> _What you are asked to do_
Reproduce every line of the listing from the line with "Rules. Find each instance of the round" up to and including the line with "point(271, 139)", leaving all text and the sample points after each "Follow this form:" unchanged. Multiply each coordinate in the points that follow each "Query:" line by 1.4 and round to a whole number, with halves rounded up.

START Extracted data

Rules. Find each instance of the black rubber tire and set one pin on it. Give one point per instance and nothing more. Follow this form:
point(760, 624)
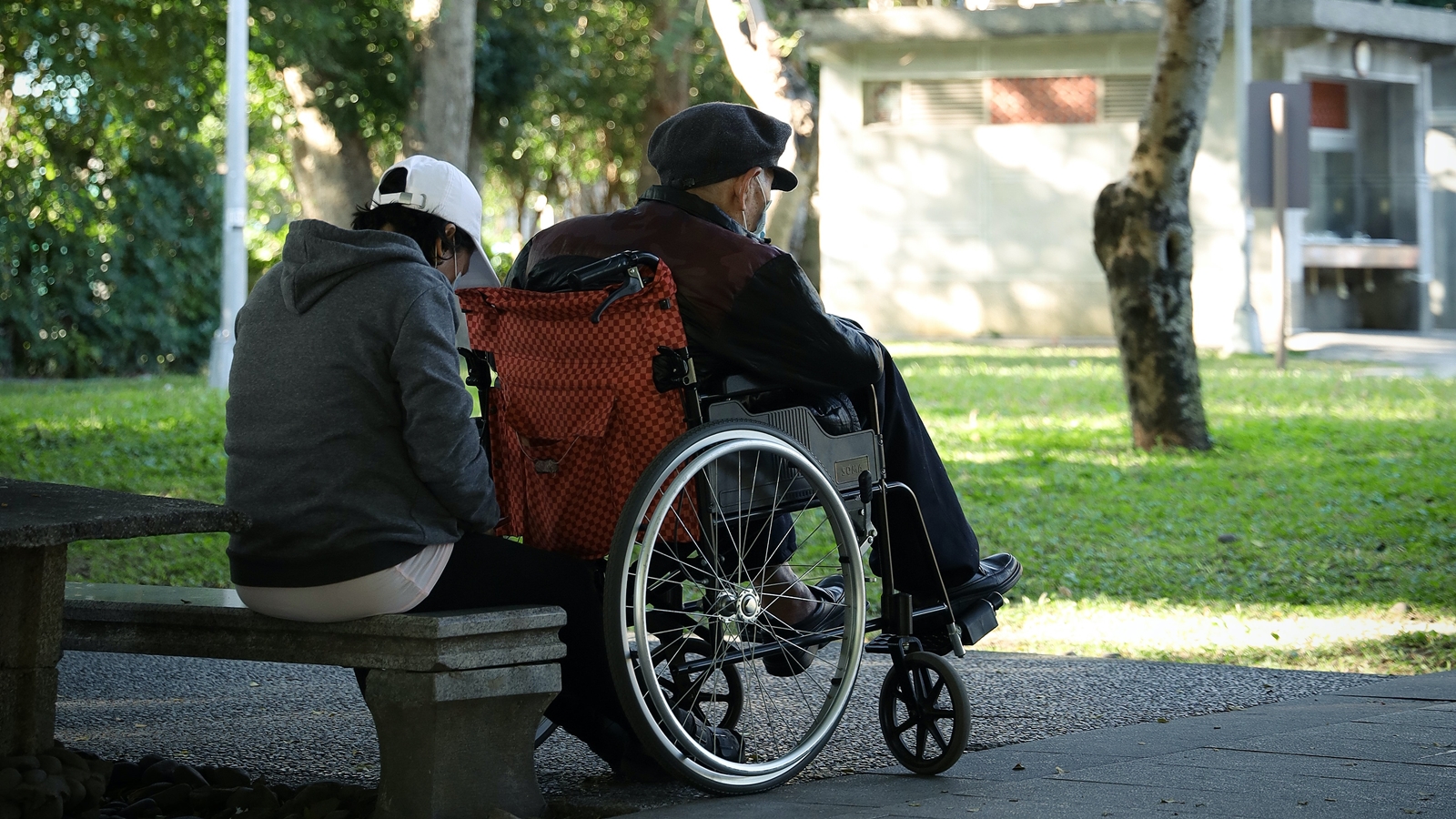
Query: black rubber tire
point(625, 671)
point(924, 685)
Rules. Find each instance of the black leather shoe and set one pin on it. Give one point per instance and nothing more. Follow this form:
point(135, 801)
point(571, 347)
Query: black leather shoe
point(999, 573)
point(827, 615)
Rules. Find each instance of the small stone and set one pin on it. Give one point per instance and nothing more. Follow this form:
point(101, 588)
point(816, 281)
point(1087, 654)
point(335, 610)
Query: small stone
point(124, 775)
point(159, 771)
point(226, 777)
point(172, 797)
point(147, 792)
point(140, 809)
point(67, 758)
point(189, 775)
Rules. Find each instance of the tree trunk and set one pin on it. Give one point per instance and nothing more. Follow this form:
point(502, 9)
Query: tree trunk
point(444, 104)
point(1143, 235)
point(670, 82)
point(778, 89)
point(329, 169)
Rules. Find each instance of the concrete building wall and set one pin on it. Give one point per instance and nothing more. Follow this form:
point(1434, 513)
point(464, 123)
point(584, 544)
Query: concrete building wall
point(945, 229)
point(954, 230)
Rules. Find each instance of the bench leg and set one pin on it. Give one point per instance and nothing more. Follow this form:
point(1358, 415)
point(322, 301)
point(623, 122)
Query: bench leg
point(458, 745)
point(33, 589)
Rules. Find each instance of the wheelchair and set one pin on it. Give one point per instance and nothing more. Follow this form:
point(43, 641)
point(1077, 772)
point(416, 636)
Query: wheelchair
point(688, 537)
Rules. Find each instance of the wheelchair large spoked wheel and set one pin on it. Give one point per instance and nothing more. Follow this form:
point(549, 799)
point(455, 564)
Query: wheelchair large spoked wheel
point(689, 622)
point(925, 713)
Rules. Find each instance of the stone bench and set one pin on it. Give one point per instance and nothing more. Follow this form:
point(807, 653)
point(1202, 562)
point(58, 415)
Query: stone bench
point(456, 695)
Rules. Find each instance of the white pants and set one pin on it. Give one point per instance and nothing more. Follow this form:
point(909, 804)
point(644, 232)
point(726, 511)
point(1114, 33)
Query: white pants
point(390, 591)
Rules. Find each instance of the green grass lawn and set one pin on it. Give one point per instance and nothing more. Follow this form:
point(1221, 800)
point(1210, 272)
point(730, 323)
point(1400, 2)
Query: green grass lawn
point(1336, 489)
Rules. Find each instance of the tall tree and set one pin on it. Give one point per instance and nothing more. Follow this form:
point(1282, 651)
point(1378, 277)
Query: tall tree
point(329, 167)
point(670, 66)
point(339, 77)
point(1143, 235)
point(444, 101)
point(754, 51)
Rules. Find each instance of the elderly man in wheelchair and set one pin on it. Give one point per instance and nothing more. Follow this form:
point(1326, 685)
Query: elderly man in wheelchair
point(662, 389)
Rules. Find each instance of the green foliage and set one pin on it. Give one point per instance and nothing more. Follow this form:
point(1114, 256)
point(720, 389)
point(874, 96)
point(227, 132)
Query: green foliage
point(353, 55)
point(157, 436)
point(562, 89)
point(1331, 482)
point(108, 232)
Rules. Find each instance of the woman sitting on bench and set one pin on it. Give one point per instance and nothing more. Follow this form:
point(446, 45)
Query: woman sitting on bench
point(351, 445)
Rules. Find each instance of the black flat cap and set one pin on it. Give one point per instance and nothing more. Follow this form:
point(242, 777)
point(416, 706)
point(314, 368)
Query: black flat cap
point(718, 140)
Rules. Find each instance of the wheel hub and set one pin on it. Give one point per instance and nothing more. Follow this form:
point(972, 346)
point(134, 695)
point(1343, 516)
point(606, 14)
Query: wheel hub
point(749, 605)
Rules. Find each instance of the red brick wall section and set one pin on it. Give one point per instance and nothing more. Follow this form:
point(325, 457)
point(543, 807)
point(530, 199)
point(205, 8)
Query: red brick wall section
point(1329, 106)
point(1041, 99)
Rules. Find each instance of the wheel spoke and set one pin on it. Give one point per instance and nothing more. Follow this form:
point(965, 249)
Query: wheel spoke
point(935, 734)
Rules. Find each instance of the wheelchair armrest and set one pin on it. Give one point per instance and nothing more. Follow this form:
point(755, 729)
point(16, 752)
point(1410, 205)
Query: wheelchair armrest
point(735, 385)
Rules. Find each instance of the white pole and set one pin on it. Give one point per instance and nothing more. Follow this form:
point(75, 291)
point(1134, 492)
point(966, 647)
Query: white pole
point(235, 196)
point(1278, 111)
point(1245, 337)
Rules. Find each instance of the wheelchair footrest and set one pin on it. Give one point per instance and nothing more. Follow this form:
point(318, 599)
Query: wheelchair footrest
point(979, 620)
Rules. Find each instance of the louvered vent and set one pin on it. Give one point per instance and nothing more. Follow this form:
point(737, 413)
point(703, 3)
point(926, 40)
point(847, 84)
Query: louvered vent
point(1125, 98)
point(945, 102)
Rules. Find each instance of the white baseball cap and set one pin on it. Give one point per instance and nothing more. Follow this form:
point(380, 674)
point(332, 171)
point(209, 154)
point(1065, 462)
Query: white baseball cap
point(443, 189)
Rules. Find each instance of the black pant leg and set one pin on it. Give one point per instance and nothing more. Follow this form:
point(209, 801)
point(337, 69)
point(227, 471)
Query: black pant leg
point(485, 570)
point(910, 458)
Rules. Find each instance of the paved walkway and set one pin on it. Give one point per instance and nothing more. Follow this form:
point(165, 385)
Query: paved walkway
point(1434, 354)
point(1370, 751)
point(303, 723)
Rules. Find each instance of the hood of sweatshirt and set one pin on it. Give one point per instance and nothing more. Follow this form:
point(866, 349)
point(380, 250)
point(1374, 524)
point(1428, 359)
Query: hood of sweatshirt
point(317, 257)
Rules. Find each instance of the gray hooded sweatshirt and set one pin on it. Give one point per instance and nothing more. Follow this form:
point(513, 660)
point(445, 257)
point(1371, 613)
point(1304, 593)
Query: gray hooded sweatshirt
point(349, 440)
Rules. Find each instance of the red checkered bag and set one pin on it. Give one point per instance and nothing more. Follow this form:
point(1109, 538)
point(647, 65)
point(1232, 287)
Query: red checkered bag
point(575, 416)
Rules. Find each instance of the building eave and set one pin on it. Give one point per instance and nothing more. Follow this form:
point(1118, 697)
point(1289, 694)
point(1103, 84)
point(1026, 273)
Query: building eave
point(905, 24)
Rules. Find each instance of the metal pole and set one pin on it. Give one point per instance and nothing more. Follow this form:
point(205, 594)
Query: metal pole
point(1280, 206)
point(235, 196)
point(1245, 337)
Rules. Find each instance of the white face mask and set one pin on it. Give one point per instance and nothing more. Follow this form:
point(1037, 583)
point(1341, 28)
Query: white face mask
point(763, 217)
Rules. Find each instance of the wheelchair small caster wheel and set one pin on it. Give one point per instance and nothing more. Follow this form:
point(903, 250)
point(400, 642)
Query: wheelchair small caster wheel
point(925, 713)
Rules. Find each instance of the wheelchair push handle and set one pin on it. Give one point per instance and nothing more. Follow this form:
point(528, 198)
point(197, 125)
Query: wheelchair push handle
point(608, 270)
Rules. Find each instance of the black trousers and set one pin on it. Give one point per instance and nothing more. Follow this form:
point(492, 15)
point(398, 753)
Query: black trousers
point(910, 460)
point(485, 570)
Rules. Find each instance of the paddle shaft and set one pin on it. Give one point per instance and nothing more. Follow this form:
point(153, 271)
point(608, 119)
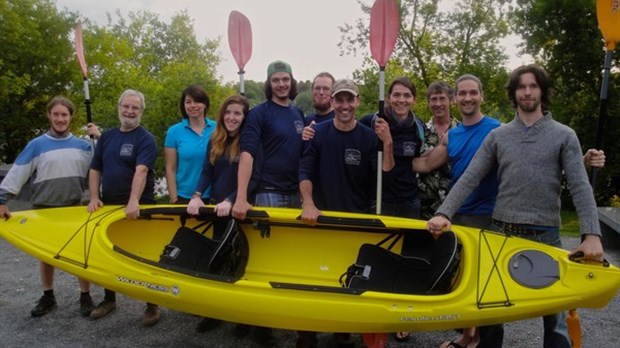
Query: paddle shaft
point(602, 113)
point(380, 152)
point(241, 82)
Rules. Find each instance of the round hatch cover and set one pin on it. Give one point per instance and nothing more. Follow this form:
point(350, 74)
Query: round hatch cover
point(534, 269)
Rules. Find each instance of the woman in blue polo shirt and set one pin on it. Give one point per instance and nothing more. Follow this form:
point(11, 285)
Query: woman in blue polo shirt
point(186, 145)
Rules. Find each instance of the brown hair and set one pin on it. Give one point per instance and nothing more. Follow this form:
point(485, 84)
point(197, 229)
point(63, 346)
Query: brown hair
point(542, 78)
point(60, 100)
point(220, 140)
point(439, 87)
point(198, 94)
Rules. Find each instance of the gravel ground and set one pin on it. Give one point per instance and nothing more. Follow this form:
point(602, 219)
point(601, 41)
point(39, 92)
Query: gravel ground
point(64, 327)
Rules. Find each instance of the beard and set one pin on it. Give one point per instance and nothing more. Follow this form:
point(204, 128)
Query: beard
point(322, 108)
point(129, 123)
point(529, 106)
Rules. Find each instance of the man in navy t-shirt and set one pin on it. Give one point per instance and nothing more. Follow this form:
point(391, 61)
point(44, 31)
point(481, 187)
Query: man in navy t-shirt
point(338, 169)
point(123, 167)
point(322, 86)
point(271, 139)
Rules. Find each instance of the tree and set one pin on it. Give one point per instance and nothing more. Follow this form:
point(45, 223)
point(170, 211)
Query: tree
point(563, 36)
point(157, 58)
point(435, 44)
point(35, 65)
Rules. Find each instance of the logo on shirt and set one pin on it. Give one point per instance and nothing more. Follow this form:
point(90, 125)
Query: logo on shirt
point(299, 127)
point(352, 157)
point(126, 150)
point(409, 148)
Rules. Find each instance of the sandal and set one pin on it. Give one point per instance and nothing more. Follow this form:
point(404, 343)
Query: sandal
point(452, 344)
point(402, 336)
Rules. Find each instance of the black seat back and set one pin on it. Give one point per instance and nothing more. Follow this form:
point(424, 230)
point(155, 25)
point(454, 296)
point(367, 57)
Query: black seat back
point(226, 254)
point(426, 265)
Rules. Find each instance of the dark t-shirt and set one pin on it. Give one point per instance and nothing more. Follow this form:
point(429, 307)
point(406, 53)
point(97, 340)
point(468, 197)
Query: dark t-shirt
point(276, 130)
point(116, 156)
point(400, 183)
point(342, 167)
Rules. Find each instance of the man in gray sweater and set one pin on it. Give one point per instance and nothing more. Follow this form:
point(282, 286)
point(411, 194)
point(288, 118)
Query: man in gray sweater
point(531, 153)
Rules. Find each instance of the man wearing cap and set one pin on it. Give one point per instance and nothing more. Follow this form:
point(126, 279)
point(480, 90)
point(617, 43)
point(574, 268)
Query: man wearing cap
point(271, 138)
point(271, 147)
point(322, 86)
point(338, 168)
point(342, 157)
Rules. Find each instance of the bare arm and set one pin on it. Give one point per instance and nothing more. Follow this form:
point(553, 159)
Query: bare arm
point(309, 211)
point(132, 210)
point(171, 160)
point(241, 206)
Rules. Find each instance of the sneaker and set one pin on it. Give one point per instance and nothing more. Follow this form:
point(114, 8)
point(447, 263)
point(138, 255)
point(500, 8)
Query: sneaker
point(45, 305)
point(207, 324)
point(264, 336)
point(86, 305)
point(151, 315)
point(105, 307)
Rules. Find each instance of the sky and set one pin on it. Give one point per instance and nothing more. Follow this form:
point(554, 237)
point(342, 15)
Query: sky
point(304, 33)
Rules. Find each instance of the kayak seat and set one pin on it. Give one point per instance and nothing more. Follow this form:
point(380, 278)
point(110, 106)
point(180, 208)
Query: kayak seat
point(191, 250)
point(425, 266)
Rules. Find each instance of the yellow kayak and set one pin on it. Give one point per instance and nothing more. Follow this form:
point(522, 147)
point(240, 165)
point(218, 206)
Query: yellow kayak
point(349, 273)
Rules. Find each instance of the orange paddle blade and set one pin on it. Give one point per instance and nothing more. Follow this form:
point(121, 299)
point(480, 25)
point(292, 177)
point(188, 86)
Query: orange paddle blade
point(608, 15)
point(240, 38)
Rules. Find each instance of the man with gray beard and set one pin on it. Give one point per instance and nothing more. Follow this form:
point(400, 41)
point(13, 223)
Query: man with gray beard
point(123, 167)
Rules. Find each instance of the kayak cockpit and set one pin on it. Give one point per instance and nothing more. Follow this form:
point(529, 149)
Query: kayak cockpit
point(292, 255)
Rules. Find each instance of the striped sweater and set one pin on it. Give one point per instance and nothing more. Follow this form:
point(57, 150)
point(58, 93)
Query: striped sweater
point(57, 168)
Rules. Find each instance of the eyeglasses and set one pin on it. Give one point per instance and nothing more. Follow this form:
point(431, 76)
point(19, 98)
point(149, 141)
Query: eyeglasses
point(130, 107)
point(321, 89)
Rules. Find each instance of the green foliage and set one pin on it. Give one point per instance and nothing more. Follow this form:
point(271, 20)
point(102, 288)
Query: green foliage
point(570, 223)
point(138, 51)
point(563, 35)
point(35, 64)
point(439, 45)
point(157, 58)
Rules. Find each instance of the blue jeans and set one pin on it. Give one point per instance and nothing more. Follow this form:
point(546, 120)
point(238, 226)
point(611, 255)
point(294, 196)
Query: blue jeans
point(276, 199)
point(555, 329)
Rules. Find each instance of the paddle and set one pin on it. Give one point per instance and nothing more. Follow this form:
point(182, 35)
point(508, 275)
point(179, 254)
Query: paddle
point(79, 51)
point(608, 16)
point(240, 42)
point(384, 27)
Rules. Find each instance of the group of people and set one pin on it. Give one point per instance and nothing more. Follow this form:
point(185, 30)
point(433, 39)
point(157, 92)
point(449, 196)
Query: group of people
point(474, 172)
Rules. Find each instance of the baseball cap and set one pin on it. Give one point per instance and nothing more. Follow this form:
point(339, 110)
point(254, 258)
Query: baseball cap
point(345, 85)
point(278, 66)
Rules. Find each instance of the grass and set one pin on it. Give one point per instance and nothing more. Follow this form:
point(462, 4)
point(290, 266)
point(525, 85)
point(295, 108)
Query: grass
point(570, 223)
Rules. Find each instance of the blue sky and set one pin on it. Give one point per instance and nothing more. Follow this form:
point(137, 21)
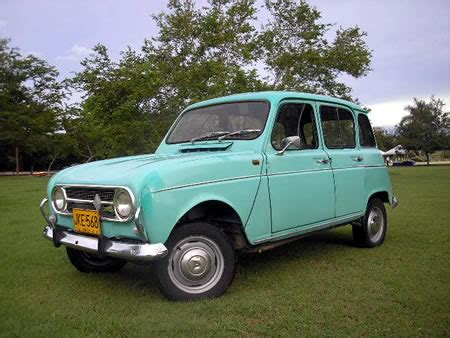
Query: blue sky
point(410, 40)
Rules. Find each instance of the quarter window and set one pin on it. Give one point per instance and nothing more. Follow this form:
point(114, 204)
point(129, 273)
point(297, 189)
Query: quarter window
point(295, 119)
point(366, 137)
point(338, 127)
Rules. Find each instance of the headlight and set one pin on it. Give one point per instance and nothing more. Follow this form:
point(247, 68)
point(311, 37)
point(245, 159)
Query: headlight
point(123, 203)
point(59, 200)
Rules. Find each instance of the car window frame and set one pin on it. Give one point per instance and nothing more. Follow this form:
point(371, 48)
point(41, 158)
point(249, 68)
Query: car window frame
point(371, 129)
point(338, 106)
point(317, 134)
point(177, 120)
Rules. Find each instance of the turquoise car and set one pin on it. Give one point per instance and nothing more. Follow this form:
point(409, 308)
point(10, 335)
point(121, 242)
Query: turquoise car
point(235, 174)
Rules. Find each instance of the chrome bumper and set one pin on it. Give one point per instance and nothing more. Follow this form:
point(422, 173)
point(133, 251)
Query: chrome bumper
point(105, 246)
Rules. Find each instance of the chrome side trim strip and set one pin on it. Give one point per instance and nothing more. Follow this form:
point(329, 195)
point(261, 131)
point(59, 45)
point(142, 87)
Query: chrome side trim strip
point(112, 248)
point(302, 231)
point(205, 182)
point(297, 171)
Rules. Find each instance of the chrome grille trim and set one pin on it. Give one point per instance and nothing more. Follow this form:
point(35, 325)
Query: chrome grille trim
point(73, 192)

END Extracted data

> _Solution for this task_
Rules. Find each instance of the round hatch cover and set one pin on it. Give one point per instance and nothing more. Follow this form:
point(350, 74)
Query: round hatch cover
point(748, 377)
Rules. Find each instance of the woman in blue polo shirt and set one pin on it. Give one point per instance and nothing more. Follow this form:
point(11, 285)
Query: woman in blue polo shirt
point(260, 203)
Rules. Find each instance of the brown hair and set one pin on it. Give one point per instance and nothing more. Follow this form:
point(485, 84)
point(197, 229)
point(63, 346)
Query: brown hair
point(759, 109)
point(84, 140)
point(308, 196)
point(615, 122)
point(277, 132)
Rules. Find each instance of the gravel ground and set one pin on it. Give one point per instance and nothing more. Follow this form:
point(602, 219)
point(601, 41)
point(39, 92)
Query: gravel ground
point(90, 458)
Rules. Find each instance of the beard and set one pin on it. Give one point per instance and nothing more. Follow this form:
point(204, 128)
Query: beard
point(451, 151)
point(181, 172)
point(741, 148)
Rules. Find each instance of the man in navy t-shirt and set one pin on it. Give one point per instance and nothing more. Follow this form:
point(391, 61)
point(44, 31)
point(481, 187)
Query: man in navy t-shirt
point(473, 237)
point(172, 234)
point(451, 120)
point(379, 195)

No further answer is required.